## Stored data
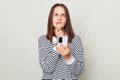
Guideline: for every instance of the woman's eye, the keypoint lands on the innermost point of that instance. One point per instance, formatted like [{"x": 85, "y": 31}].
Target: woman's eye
[
  {"x": 63, "y": 15},
  {"x": 55, "y": 14}
]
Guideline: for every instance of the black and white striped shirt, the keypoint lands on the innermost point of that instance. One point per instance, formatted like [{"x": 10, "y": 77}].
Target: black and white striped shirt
[{"x": 54, "y": 65}]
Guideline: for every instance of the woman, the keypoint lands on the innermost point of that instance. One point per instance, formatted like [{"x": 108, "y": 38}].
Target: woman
[{"x": 57, "y": 60}]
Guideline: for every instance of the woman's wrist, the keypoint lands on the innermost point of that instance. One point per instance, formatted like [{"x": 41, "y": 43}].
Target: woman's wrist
[{"x": 67, "y": 57}]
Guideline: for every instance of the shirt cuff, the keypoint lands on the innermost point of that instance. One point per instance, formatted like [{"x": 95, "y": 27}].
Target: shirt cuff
[{"x": 70, "y": 61}]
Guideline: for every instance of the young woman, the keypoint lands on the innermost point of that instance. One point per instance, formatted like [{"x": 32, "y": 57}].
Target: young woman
[{"x": 59, "y": 61}]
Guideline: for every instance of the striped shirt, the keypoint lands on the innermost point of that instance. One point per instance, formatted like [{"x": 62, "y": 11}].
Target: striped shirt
[{"x": 54, "y": 65}]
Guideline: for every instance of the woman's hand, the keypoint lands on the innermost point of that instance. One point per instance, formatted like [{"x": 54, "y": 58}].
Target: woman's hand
[{"x": 64, "y": 51}]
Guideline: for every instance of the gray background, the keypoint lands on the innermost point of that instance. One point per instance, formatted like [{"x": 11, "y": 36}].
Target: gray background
[{"x": 97, "y": 22}]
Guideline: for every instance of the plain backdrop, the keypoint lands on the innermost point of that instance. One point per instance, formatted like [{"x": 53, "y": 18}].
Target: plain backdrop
[{"x": 97, "y": 22}]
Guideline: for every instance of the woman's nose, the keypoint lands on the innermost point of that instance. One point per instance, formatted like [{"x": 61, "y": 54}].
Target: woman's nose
[{"x": 60, "y": 17}]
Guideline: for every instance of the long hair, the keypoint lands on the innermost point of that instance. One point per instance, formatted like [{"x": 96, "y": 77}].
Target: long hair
[{"x": 67, "y": 28}]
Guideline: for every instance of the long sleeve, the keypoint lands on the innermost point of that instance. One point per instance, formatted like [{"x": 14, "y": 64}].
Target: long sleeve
[
  {"x": 48, "y": 58},
  {"x": 77, "y": 67}
]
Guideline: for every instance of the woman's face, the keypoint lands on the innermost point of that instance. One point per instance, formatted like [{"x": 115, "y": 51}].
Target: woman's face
[{"x": 59, "y": 17}]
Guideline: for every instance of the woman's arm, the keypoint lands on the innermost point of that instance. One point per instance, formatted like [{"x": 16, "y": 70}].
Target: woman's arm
[
  {"x": 48, "y": 58},
  {"x": 77, "y": 67}
]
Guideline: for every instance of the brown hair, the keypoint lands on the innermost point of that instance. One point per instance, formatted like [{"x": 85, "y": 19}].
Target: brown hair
[{"x": 68, "y": 27}]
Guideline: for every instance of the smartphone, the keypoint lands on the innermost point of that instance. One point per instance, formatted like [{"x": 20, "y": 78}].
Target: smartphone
[{"x": 63, "y": 40}]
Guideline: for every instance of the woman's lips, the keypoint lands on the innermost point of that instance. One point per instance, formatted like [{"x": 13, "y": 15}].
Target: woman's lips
[{"x": 58, "y": 22}]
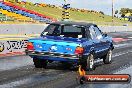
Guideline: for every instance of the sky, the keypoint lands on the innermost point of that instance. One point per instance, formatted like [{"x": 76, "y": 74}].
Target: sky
[{"x": 98, "y": 5}]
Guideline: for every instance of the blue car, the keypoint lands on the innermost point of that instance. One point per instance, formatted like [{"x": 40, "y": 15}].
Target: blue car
[{"x": 75, "y": 42}]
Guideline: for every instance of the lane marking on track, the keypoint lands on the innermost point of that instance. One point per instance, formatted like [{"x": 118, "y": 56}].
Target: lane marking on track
[
  {"x": 119, "y": 39},
  {"x": 12, "y": 54},
  {"x": 113, "y": 56},
  {"x": 31, "y": 79}
]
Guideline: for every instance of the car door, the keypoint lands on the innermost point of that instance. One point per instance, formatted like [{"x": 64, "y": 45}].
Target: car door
[{"x": 97, "y": 45}]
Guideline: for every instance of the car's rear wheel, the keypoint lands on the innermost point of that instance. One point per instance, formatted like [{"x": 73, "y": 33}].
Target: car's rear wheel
[
  {"x": 40, "y": 63},
  {"x": 89, "y": 63},
  {"x": 107, "y": 59}
]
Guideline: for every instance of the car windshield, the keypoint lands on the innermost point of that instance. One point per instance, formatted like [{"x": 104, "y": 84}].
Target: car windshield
[{"x": 65, "y": 31}]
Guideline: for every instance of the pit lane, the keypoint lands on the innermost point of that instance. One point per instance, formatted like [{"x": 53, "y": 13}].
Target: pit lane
[{"x": 19, "y": 72}]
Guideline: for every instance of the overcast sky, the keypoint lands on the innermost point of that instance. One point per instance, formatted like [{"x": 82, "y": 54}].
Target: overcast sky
[{"x": 98, "y": 5}]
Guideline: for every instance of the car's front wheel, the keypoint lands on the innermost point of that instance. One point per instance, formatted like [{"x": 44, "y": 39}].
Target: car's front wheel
[
  {"x": 89, "y": 63},
  {"x": 108, "y": 57},
  {"x": 40, "y": 63}
]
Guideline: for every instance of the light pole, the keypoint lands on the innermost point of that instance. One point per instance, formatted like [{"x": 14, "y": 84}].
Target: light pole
[{"x": 112, "y": 10}]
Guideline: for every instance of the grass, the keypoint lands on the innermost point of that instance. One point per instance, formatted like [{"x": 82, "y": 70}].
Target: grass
[{"x": 77, "y": 16}]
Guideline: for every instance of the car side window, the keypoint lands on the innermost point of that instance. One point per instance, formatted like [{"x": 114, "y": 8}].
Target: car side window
[
  {"x": 87, "y": 34},
  {"x": 92, "y": 32},
  {"x": 98, "y": 32}
]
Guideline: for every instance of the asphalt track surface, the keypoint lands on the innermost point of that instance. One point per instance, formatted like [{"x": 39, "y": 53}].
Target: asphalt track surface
[{"x": 19, "y": 71}]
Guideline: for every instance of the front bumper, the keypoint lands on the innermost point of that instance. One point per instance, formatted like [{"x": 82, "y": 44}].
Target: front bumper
[{"x": 53, "y": 55}]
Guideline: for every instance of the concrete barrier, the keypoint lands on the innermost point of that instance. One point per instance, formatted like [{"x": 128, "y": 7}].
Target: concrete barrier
[{"x": 38, "y": 28}]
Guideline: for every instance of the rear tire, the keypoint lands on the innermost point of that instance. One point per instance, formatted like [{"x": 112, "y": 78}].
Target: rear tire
[
  {"x": 108, "y": 58},
  {"x": 39, "y": 63},
  {"x": 89, "y": 63}
]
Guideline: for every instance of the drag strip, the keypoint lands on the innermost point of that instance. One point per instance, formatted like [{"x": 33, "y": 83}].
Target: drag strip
[{"x": 25, "y": 75}]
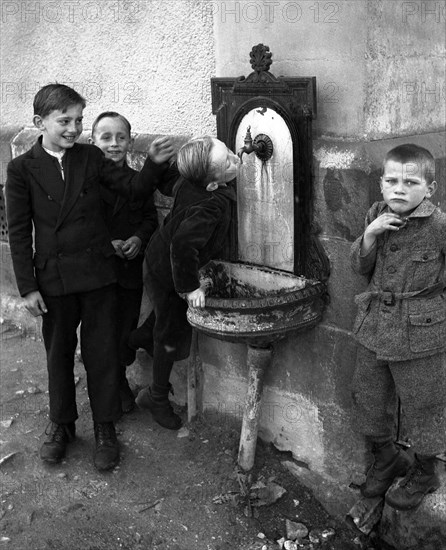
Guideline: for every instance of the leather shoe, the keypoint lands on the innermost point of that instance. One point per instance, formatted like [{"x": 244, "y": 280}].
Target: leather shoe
[
  {"x": 55, "y": 445},
  {"x": 106, "y": 454},
  {"x": 421, "y": 480},
  {"x": 156, "y": 400},
  {"x": 384, "y": 470}
]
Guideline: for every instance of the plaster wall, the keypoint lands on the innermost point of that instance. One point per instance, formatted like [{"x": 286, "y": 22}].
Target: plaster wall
[
  {"x": 379, "y": 64},
  {"x": 150, "y": 60}
]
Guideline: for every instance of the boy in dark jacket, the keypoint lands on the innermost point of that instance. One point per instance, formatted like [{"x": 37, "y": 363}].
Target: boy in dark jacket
[
  {"x": 193, "y": 233},
  {"x": 131, "y": 224},
  {"x": 401, "y": 328},
  {"x": 64, "y": 261}
]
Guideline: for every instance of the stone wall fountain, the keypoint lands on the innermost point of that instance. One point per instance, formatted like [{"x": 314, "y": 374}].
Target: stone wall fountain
[{"x": 272, "y": 280}]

## What to work on
Starting at the line that contains "Guideline: for every instance of the plaster", retype each line through the end of the listing above and nothing else.

## Complete output
Guideline: for every instance of the plaster wall, the keypoint lands on the innermost point of that instance. One point per instance, formatted like [{"x": 286, "y": 22}].
Target: plaster wall
[
  {"x": 379, "y": 64},
  {"x": 150, "y": 60}
]
Guideline: for every instance of the boy in dark jacket, the keypoint lands on the innermost point of that instance. One point per instance, formatted like [{"x": 37, "y": 363}].
Target: boy in dark jacket
[
  {"x": 193, "y": 233},
  {"x": 131, "y": 224},
  {"x": 401, "y": 328},
  {"x": 64, "y": 261}
]
Guideline: for every instance of the stone wall fountain, the keypoint lands on the innermost point of that instance. One point per instance, formatted like [{"x": 314, "y": 374}].
Target: stone wall fountain
[{"x": 272, "y": 280}]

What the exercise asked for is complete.